## Do this
Show each line below that contains the word "floor". Case counts.

## Material supplied
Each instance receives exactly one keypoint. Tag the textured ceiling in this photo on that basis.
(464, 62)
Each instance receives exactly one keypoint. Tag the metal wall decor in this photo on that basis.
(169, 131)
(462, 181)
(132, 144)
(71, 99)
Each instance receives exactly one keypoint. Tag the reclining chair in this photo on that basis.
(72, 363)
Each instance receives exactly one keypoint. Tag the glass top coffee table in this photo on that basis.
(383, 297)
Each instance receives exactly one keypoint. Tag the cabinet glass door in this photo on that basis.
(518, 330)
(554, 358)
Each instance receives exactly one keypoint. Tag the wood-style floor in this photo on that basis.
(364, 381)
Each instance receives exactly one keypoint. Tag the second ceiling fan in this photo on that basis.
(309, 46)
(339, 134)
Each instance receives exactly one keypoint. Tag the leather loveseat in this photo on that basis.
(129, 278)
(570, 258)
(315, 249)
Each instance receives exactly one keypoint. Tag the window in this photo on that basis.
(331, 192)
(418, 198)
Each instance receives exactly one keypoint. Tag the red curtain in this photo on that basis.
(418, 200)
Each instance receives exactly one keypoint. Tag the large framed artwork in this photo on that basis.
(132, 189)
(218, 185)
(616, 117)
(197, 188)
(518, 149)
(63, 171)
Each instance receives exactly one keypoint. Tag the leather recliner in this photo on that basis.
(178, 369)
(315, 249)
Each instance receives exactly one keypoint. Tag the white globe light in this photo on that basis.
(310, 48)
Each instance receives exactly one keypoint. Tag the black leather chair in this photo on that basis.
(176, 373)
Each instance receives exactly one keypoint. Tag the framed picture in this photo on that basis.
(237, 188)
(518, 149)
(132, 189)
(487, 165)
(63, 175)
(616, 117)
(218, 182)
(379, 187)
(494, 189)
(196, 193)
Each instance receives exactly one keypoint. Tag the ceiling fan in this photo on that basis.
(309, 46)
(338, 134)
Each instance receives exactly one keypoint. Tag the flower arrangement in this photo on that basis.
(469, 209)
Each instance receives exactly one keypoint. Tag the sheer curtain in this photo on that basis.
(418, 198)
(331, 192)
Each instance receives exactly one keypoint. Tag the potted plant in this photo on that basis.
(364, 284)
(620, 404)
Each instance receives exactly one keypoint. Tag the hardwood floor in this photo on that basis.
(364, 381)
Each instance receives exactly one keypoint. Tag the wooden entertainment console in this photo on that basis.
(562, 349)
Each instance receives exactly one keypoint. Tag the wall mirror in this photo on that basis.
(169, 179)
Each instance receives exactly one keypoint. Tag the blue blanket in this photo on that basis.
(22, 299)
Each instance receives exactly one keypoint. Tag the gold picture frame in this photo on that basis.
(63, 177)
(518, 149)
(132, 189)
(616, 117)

--

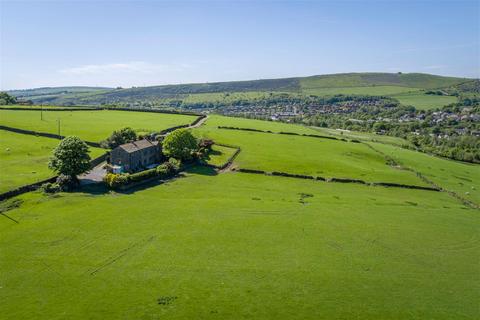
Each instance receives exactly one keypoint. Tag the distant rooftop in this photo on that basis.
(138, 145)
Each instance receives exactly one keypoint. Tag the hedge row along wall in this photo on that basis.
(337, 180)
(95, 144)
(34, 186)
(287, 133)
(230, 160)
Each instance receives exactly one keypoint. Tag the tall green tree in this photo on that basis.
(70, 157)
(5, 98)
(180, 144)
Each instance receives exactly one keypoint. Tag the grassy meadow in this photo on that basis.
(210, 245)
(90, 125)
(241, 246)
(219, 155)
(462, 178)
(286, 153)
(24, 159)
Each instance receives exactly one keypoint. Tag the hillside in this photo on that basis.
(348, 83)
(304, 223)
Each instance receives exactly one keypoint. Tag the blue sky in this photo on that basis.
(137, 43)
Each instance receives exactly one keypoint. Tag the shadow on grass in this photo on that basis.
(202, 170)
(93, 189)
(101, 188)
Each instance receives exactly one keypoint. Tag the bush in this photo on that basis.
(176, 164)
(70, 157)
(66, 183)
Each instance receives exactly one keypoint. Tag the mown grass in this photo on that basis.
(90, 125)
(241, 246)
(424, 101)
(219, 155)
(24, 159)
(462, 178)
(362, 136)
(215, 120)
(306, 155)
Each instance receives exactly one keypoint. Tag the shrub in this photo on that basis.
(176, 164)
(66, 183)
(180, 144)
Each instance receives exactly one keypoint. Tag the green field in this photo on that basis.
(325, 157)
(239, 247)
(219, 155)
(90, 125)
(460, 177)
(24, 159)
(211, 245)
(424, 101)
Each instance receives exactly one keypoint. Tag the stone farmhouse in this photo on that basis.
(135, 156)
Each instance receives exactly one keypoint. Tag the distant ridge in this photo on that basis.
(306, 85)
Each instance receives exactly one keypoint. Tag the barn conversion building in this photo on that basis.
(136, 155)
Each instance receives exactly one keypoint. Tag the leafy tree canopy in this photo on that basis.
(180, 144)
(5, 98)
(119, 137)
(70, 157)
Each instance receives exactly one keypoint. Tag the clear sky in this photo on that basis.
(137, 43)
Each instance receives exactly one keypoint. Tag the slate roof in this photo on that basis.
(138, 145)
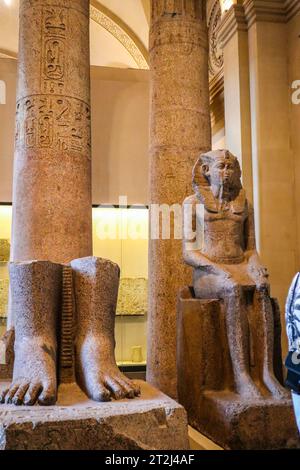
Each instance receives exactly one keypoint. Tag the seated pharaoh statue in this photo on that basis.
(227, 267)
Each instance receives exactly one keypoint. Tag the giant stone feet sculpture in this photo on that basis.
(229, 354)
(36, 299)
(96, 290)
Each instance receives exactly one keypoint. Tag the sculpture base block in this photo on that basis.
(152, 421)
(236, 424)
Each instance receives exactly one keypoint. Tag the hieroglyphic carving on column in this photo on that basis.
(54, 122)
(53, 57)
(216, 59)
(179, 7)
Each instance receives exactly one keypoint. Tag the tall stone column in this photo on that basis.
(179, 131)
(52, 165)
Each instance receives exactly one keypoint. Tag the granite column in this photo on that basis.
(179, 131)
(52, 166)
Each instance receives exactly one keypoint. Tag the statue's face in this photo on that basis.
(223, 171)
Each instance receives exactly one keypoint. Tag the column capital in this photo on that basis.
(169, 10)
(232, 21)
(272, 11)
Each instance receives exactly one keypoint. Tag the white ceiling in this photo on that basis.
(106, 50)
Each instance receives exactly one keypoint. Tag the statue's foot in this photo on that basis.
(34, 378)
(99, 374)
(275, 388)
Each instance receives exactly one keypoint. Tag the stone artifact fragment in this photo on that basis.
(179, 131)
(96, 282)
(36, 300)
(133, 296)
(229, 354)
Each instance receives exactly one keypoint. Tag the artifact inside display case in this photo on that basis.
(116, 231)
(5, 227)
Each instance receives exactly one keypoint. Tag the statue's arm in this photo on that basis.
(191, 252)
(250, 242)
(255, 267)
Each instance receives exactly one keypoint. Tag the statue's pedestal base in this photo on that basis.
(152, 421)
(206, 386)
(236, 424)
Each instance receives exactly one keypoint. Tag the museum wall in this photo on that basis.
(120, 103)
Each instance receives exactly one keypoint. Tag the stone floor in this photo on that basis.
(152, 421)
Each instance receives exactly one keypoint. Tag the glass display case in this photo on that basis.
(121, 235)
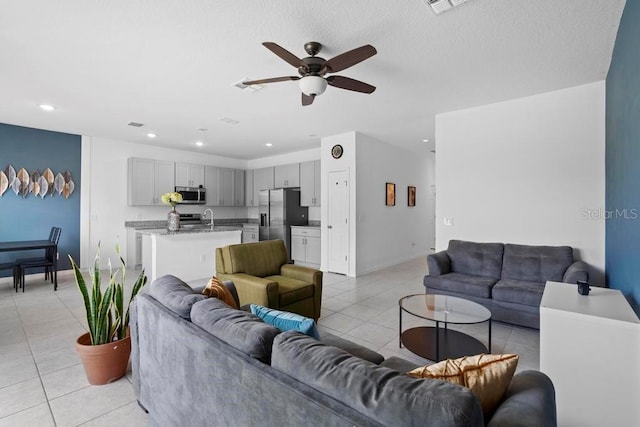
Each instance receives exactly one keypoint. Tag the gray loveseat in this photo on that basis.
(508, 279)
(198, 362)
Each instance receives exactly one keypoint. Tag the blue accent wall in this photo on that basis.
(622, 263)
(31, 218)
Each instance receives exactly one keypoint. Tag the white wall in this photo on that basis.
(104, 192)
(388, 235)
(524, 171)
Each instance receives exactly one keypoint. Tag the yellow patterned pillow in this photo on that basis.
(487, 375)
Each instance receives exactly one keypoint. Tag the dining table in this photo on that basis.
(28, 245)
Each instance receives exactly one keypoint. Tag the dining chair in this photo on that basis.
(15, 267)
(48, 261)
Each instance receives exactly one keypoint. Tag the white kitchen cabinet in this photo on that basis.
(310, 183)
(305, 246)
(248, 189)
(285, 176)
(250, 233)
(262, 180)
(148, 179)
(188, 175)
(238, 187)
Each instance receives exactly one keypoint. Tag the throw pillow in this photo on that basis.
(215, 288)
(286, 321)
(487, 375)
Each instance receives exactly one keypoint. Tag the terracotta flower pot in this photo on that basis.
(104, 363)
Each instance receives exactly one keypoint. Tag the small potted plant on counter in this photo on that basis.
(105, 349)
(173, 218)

--

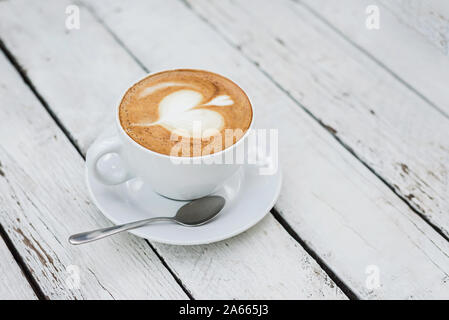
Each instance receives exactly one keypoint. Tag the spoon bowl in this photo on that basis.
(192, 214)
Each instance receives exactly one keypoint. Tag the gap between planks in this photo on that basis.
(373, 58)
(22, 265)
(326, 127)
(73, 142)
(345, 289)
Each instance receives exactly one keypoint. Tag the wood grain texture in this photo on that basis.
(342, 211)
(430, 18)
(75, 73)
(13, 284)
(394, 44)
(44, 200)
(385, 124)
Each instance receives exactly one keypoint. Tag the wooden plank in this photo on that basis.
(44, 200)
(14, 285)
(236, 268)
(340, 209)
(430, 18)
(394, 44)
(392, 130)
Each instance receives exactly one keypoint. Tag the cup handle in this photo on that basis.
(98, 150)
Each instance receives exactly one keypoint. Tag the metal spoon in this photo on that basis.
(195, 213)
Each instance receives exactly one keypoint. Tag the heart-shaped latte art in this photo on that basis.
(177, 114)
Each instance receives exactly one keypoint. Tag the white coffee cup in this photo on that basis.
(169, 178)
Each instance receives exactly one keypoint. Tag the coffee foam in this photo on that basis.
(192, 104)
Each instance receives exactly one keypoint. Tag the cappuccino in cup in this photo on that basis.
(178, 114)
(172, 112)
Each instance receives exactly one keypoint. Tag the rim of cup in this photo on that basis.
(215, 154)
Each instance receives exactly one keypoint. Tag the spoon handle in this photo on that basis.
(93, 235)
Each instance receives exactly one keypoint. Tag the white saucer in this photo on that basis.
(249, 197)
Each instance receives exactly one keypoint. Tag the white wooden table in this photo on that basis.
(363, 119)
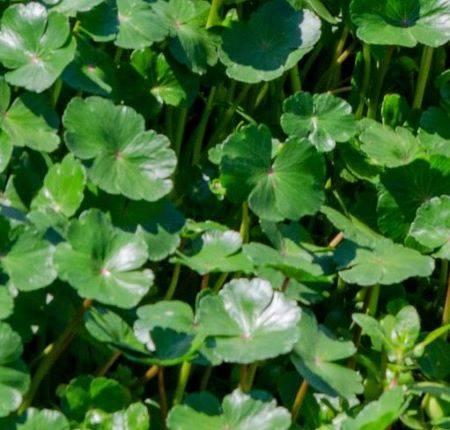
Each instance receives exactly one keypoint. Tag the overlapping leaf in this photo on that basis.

## Exercise result
Each instance receives exactly one keypoint. Tag the wood-style floor in this photo on that basis.
Each instance receives exactly one keypoint. Tag the hardwood floor in this photo on that basis.
Each instance receives exactly one keypoint. Tag the stone floor in this photo on that basis.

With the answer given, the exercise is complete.